*Instructions for the task*. Pick out every line of the records that contains the string "balcony", copying each one in full. Treat matches as case-sensitive.

*Supplied information*.
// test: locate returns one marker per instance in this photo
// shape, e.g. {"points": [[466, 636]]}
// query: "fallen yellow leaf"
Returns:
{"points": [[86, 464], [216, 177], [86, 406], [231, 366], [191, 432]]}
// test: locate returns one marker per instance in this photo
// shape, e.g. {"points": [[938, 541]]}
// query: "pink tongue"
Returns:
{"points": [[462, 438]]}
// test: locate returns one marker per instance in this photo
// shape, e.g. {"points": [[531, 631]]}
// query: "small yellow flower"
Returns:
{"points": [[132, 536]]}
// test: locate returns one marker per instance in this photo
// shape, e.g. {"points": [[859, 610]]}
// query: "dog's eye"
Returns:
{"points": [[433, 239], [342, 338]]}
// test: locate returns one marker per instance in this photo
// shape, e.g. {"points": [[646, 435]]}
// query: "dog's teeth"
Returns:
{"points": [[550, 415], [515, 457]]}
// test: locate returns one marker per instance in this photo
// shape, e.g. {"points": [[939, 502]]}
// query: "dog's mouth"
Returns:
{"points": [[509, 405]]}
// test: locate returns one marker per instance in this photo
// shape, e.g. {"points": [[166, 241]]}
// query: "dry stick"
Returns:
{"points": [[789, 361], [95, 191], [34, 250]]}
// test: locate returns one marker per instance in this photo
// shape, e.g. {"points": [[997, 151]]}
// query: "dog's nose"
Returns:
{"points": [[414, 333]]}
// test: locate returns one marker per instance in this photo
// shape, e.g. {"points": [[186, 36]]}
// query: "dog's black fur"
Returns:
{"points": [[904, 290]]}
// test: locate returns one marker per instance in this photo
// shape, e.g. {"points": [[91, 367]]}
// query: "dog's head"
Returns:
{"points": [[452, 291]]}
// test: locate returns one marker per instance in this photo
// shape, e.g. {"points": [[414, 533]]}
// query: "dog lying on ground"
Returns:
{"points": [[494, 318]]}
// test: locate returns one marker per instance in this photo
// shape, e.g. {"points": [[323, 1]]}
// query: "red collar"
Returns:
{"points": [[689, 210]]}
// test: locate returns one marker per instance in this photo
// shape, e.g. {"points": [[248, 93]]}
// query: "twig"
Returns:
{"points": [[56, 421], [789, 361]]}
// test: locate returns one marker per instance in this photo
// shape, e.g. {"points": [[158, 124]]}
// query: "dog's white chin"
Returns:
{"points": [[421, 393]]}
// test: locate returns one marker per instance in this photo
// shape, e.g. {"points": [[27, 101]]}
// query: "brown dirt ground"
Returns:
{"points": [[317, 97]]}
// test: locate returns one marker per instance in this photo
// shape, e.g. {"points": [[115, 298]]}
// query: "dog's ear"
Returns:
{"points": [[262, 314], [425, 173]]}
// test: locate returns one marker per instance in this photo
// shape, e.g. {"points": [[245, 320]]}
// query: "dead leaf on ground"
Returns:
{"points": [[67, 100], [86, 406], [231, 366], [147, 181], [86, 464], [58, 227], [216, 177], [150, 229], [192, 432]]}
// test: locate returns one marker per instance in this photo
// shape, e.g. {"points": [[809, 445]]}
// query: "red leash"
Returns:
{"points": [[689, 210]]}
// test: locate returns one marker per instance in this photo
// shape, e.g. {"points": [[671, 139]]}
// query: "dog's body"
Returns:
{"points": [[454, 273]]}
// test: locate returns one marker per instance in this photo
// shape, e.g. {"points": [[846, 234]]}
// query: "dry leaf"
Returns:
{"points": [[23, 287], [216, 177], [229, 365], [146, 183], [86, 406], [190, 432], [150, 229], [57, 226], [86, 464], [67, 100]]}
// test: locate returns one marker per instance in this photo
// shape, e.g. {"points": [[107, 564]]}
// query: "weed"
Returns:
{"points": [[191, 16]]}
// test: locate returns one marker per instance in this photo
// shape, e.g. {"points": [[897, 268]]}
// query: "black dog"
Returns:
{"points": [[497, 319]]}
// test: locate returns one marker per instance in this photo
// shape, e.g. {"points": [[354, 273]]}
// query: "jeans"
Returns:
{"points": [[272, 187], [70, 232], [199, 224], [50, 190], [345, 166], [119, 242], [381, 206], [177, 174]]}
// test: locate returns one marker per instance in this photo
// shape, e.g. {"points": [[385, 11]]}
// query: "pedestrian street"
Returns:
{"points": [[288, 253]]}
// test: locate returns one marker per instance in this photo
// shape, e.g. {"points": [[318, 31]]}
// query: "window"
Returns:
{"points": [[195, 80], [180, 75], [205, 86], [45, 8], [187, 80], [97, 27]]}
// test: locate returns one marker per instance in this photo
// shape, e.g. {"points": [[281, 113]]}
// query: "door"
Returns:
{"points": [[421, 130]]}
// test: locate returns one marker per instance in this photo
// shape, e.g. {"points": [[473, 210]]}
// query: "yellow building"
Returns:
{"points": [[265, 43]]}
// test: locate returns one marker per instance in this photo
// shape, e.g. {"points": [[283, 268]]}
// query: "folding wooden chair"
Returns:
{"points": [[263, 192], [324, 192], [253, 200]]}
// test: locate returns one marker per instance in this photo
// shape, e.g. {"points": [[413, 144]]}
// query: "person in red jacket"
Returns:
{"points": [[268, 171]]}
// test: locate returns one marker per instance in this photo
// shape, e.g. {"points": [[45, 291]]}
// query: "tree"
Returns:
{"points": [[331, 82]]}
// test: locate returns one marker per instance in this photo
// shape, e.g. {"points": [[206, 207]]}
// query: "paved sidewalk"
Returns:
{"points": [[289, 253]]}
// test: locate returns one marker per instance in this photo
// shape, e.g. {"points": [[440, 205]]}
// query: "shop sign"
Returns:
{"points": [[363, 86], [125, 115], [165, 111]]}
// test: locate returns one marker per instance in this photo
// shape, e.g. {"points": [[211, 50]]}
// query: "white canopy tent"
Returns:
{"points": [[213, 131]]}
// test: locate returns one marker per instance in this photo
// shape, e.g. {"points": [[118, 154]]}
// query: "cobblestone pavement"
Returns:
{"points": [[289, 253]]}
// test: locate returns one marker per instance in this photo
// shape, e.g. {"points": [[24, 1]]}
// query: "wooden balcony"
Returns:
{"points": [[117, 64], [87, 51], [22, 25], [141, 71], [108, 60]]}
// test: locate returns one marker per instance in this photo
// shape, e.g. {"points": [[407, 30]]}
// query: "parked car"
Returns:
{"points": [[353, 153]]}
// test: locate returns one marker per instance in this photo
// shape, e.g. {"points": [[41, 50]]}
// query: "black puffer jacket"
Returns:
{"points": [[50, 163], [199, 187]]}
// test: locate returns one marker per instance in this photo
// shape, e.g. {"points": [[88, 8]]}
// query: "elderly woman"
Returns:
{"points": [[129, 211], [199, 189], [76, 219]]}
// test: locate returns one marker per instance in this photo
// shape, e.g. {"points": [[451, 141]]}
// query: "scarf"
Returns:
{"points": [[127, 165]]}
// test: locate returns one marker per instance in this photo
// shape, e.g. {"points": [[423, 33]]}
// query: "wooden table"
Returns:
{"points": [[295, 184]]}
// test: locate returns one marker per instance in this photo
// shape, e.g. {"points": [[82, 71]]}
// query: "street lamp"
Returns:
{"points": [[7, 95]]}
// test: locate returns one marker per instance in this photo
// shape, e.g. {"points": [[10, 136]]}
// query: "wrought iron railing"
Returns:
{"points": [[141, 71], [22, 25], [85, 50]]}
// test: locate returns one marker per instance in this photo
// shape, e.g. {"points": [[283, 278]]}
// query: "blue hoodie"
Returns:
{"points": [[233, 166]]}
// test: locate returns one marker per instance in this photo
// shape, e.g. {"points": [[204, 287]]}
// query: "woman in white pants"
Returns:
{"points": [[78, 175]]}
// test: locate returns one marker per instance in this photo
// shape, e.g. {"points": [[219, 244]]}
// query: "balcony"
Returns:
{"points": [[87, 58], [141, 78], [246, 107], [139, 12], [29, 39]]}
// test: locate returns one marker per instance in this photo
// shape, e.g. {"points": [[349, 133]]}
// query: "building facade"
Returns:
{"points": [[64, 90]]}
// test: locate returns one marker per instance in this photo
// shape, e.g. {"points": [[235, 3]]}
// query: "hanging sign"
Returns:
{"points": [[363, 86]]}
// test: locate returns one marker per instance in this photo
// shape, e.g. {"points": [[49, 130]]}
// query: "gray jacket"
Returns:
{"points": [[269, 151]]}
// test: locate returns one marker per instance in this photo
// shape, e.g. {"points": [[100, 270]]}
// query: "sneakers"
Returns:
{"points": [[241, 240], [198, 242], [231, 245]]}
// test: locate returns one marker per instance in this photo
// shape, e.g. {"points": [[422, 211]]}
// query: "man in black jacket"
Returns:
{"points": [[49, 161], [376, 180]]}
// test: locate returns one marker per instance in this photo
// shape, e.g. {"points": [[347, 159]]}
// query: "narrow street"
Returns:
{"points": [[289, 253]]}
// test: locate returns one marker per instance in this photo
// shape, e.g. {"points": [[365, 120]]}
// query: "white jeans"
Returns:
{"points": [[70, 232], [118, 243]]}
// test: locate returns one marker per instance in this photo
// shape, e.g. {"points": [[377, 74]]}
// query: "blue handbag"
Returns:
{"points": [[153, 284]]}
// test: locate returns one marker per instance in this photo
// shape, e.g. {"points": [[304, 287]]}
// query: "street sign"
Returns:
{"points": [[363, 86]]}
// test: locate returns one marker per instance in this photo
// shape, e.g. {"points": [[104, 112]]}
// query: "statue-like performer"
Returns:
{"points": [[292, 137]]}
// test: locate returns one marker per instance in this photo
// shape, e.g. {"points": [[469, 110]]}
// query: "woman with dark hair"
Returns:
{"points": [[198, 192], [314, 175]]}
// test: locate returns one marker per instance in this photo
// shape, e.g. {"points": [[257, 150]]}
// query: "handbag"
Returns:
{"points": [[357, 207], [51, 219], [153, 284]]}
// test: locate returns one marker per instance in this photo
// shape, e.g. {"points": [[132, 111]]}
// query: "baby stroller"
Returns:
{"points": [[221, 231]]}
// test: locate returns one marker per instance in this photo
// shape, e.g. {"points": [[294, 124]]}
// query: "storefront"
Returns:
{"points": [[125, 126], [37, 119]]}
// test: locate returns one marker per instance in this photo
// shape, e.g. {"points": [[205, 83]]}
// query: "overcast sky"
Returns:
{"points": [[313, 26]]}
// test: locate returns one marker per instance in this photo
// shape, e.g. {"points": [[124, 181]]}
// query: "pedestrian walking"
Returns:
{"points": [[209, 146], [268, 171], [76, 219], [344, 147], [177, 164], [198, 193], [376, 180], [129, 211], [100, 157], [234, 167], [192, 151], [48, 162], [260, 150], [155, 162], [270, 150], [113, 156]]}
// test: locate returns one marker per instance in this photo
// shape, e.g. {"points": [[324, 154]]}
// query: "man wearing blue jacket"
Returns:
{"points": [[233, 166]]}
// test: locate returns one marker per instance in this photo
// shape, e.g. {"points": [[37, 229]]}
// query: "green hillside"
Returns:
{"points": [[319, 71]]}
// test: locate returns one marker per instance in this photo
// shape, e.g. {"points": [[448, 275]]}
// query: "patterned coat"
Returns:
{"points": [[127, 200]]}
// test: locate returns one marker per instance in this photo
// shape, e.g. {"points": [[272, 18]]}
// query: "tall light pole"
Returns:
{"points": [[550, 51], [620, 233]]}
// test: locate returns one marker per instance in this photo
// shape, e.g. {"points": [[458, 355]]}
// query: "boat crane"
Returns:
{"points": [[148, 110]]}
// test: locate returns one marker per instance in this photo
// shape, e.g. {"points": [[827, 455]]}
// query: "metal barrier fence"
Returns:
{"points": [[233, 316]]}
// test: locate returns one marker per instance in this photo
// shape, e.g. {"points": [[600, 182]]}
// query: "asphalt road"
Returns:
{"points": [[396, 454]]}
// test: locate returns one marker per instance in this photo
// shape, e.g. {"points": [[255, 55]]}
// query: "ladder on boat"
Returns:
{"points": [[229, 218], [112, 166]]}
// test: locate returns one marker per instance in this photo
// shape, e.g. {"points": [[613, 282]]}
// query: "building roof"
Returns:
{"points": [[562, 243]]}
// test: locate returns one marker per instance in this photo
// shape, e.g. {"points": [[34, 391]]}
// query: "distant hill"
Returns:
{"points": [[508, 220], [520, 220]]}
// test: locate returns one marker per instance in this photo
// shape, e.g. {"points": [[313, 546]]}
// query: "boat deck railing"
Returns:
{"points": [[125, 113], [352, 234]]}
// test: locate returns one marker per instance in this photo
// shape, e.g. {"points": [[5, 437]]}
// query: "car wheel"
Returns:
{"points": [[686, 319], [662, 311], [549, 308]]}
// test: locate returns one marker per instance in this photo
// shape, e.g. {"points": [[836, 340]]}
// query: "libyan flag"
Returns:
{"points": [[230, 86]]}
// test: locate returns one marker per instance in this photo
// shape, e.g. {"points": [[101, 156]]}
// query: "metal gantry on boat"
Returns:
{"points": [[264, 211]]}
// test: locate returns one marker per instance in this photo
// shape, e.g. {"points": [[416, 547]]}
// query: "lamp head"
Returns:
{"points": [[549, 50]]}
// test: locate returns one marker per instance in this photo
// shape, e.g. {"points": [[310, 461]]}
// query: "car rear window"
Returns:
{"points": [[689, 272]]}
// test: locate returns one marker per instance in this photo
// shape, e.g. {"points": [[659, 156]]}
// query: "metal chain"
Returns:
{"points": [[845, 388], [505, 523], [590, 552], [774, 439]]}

*Worked solution*.
// query: "wooden balcony"
// query: "balcony"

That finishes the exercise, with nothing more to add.